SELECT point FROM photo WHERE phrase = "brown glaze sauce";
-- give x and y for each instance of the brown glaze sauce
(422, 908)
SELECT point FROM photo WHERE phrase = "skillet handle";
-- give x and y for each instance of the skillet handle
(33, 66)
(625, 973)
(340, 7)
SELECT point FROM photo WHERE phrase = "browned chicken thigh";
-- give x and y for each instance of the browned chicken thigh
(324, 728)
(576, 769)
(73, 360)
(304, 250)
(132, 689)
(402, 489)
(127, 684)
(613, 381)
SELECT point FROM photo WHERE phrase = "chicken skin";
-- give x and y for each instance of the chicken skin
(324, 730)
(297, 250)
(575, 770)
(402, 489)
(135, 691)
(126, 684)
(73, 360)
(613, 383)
^^^^^^^^
[Exercise brief]
Restate the material above word for word, leaving nothing out.

[Finished task]
SELECT point FROM photo WHERE phrase = "brown glaze sauce";
-- give x and y for each instance of the brown glaze sauce
(422, 908)
SELECT point FROM photo WHERE phrase = "skillet handle";
-- give x and y for each instance of the skillet handle
(33, 66)
(625, 973)
(340, 7)
SELECT point FROM photo WHERE phrase = "browned chicken thigh";
-- give x and y for each instance of the browned chicken thigh
(324, 728)
(576, 769)
(73, 360)
(304, 250)
(132, 689)
(402, 489)
(127, 684)
(613, 381)
SELECT point FROM photo WHERE phrase = "chicken skin";
-- give x and y for each instance of the chicken skin
(324, 730)
(297, 250)
(575, 770)
(402, 489)
(135, 691)
(126, 684)
(73, 360)
(613, 383)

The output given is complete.